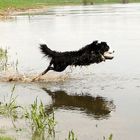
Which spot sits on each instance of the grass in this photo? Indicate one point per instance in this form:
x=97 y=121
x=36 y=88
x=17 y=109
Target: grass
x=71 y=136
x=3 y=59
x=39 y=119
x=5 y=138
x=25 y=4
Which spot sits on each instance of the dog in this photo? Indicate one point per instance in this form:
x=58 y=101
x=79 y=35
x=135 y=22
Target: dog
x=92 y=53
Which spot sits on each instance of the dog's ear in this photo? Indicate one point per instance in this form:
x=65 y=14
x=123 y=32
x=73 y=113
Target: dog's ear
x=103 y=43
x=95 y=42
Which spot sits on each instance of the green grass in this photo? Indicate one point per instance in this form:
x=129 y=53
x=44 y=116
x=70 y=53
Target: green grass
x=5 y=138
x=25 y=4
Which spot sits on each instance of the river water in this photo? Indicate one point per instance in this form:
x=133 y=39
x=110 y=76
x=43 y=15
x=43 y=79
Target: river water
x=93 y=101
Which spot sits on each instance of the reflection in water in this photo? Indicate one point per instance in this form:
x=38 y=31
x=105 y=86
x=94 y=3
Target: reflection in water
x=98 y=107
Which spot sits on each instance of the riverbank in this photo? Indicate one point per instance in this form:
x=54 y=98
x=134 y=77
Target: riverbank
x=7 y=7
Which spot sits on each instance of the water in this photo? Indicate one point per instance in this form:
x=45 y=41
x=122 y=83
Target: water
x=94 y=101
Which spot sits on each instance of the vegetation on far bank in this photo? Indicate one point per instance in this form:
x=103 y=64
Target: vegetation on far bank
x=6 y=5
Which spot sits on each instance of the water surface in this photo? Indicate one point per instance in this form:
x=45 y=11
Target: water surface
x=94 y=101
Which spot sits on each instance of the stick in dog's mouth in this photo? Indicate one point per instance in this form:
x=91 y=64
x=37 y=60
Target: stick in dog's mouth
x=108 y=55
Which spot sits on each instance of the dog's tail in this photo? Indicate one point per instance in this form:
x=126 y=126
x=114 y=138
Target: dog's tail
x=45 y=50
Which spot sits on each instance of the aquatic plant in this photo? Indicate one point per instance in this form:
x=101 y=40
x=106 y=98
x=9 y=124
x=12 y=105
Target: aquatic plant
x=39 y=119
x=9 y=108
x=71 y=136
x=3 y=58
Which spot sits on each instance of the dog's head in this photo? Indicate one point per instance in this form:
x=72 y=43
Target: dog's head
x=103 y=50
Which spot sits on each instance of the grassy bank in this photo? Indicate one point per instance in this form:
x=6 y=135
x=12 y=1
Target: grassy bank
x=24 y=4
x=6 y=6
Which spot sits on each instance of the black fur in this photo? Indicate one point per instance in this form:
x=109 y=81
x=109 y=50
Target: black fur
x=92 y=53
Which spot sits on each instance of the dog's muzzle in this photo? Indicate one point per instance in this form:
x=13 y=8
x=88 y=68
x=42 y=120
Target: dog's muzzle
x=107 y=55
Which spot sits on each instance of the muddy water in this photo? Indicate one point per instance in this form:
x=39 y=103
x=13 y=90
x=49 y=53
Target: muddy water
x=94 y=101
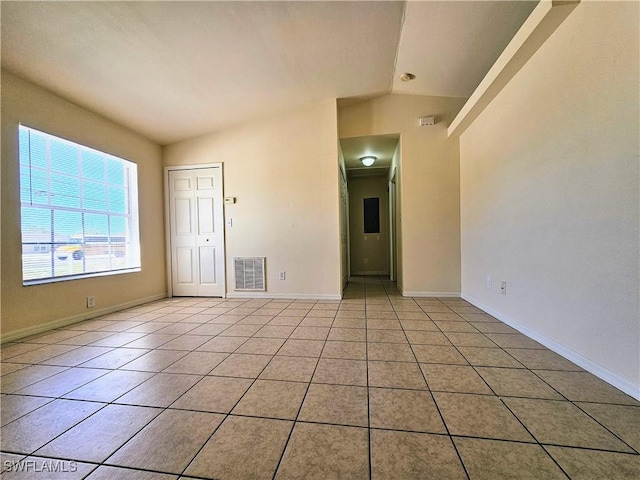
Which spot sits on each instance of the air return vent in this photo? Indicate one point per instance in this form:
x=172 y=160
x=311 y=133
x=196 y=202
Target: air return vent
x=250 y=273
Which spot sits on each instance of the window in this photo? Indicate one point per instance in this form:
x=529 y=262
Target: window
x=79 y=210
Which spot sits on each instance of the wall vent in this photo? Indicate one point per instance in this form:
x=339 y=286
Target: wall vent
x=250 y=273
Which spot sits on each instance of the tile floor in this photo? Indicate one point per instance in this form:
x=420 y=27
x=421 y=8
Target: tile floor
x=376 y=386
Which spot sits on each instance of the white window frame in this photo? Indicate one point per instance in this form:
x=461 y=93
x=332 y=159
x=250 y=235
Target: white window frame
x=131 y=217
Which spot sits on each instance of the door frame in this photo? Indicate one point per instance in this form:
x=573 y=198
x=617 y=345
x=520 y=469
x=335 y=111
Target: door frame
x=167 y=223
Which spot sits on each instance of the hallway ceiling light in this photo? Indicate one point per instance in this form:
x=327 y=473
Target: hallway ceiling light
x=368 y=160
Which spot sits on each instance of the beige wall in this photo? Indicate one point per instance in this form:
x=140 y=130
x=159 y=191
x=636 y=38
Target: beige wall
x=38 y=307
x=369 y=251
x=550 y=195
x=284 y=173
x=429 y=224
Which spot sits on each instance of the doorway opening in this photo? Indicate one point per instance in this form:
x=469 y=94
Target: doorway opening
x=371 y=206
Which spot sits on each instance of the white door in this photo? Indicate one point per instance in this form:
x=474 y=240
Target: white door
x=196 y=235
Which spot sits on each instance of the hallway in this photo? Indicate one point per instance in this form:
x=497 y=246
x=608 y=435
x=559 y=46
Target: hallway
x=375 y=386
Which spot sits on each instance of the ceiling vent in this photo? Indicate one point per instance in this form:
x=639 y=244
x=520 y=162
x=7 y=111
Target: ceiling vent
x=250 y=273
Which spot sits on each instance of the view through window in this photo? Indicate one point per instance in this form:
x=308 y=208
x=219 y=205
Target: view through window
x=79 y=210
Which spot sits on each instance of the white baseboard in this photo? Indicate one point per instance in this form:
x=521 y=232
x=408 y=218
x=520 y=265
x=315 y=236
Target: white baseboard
================================
--- INSTRUCTIONS FOR THE TASK ---
Every line above that holds the word "baseboard" is to be found and copied.

--- ANSWER AREA ---
Which spot sits on each instance of the white baseboard in this photo? Indicate one point per instance in this form:
Target: white baseboard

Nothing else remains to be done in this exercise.